EXERCISE DETAILS
Among the entries below, find the lines with the word "flower" and copy them.

EXERCISE MATERIALS
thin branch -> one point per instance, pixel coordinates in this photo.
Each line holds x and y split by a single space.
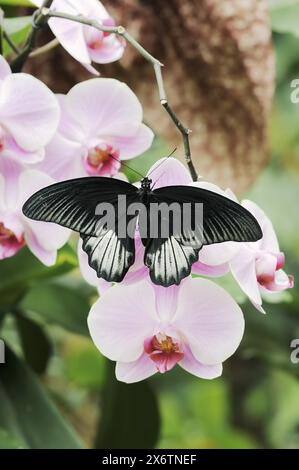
38 21
11 43
157 65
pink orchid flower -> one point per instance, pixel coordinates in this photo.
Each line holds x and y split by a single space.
16 230
196 325
29 115
258 266
86 44
101 125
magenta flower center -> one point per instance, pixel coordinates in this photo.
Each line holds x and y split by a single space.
164 350
103 160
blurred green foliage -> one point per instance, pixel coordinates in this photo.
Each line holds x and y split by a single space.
57 391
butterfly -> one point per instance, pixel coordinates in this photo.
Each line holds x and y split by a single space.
73 204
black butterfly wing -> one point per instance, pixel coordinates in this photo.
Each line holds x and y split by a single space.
73 204
170 258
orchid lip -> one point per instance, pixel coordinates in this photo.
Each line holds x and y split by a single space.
164 351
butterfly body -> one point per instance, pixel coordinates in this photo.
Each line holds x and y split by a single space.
75 204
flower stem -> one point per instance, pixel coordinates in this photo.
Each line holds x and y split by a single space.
38 21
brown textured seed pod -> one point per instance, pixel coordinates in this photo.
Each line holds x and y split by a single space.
219 76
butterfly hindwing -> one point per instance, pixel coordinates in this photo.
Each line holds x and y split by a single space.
170 259
110 256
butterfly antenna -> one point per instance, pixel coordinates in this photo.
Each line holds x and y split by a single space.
127 166
161 163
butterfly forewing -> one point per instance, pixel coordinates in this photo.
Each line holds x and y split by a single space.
73 203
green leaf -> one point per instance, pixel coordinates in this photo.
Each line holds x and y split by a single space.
59 304
28 413
8 441
130 417
19 272
36 345
13 25
285 16
84 366
18 29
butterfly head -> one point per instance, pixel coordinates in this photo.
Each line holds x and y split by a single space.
146 184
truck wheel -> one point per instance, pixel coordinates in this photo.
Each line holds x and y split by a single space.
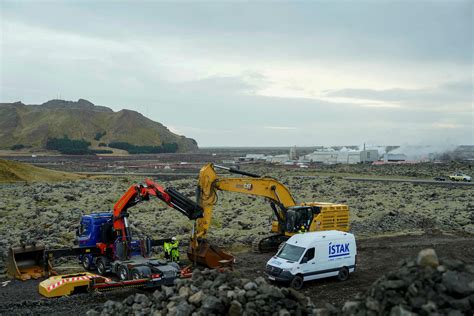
123 273
343 274
297 282
136 275
86 262
101 266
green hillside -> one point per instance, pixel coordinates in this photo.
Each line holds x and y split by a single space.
32 125
12 171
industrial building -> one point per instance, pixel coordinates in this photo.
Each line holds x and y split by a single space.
330 156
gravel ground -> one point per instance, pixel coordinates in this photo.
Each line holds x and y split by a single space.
442 216
376 256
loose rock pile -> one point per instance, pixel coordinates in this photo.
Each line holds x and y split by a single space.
210 292
422 287
425 286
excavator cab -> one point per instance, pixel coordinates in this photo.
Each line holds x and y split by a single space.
300 218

OUTPUT
pink orchid flower -> one point per instance, pixel coordinates in this photo.
magenta flower center -> one point per instance, pixel coordinates in this photo.
flower stem -> one point per instance, pixel coordinates in this photo.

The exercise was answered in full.